* _What you should do_: Write down exactly the line where "point_to(query) identifies every instance of the plush" occurs and every line that follows it through the end of the material below; include nothing else.

* _Record extracts_:
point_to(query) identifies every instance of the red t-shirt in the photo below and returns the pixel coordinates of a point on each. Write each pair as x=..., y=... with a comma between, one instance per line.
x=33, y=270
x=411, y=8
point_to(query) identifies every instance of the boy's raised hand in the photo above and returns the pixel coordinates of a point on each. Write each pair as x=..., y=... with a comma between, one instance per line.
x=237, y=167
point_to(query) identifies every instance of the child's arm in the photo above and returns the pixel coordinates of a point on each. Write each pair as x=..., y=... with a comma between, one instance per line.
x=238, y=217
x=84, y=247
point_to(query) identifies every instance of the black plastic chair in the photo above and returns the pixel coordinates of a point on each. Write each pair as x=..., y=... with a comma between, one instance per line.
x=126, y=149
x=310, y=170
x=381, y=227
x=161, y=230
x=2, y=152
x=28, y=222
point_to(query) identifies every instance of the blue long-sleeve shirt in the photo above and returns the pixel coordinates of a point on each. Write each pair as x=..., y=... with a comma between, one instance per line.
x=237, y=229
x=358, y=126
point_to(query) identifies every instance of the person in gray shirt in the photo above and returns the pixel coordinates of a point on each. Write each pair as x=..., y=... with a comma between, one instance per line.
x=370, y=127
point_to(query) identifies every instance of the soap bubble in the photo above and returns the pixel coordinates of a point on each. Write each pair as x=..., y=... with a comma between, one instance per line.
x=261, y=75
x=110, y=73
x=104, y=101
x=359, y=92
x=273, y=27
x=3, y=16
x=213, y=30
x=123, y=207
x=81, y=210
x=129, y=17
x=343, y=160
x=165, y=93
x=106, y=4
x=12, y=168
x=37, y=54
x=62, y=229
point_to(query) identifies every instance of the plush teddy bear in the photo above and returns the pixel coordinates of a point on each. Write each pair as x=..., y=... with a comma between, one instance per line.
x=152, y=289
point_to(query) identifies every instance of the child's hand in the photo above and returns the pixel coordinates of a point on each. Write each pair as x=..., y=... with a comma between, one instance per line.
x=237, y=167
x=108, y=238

* _Finished exercise_:
point_to(query) identifies every instance of the plush teddy bear in the photo above and returns the pixel coordinates of a point on each. Write each pair as x=..., y=... with a comma between, one instance per line.
x=152, y=289
point_to(query) identifies every instance of the child's hand in the photo above and returns the pixel coordinates of a point on each. Write each pair as x=..., y=... with a comma between, one instance per line.
x=237, y=167
x=108, y=238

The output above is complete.